Mis à jour le 06.07.2021
Les scientifiques étudient un vaccin destiné à interrompre le cycle de vie de Plasmodium, le parasite du paludisme. Cette approche originale, destinée à faire baisser la pression de la maladie sur les populations exposées, vient d’être expérimentée dans l’environnement naturel du parasite.
Plasmodium falciparum , le parasite responsable du paludisme, devrait se faire du mauvais sang... Il est dans le collimateur de chercheurs bien décidés à bloquer sa transmission, non pas du moustique à l’homme, mais de l'homme au moustique. « L’idée de départ repose sur l’existence d’anticorps contre le stade transmissible de ce protozoaire chez certaines personnes exposées à la maladie dans les zones d’endémie », explique la parasitologue Isabelle Morlais.
Le paludisme est un problème majeur de santé publique pour les régions tropicales, où il tue chaque année près de 450 000 personnes, dont une majorité d’enfants de moins de 5 ans. Le parasite Plasmodium est transmis de sujets infectés vers des sujets sains par la piqûre de moustiquesCertaines espèces du genre Anopheles, contaminés lors de repas de sang précédents.
Le Graal de la vaccination
Face à ce fléau, la mise au point d'une vaccination efficace, permettant de protéger à grande échelle les populations exposées, constitue un véritable Graal pour les acteurs de la lutte contre le paludisme. La plupart des candidats vaccins développés jusqu’à présent visent à protéger les hommes contre les premiers stades pathologiques de la maladie. Mais cette approche reste peu efficace. Ces vaccins protègent à peine 30 à 50 % des individus vaccinés.

Données enregistrées
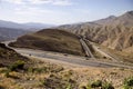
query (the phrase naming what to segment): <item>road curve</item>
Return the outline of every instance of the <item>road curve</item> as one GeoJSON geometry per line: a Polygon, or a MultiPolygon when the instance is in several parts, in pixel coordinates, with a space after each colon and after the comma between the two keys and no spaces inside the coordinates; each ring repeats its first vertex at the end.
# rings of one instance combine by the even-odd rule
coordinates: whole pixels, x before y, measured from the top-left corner
{"type": "Polygon", "coordinates": [[[83,47],[85,55],[90,58],[94,58],[94,56],[92,55],[89,46],[85,43],[85,41],[83,39],[80,39],[81,46],[83,47]]]}
{"type": "Polygon", "coordinates": [[[66,53],[50,52],[50,51],[33,50],[33,49],[23,49],[23,48],[12,48],[12,49],[22,56],[47,58],[47,59],[58,60],[62,62],[68,62],[71,65],[73,63],[73,65],[80,65],[80,66],[85,66],[85,67],[102,67],[102,68],[119,67],[119,68],[133,69],[133,66],[125,66],[125,65],[115,63],[115,62],[103,62],[103,61],[93,60],[91,58],[90,60],[86,60],[85,57],[72,56],[72,55],[66,55],[66,53]]]}

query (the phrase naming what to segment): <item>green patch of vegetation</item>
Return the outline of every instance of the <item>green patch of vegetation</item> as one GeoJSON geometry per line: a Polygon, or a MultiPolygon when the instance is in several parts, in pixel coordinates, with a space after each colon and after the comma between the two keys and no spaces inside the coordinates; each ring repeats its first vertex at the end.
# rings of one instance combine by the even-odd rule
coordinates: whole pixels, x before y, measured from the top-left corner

(Liste des tâches):
1. Selon le texte sur le vaccin contre le paludisme, quelle part des personnes vaccinées les candidats vaccins actuels protègent-ils ?
2. Rédigez la suite du texte sur le vaccin contre le paludisme à partir de sa dernière phrase.

(Résultats par tâche):
1. Ils en protègent à peine 30 à 50 %.

2.
« Nos travaux s’intéressent à certains anticorps humains dirigés contre les stades du parasite qui sont transmis au moustique. En se fixant à Plasmodium, ils bloquent son développement ultérieur chez le moustique », indique la chercheuse. S’ils s’avéraient efficaces à entraver le cycle du parasite, ces anticorps pourraient servir de base à un vaccin. Le principe ne consiste donc plus à protéger l’homme contre la maladie, mais à l’empêcher d’en devenir un réservoir susceptible d’infecter le moustique… et indirectement de nouveaux humains.
Du laboratoire au terrain

Comptage des parasites dans l'estomac d'un moustique infecté.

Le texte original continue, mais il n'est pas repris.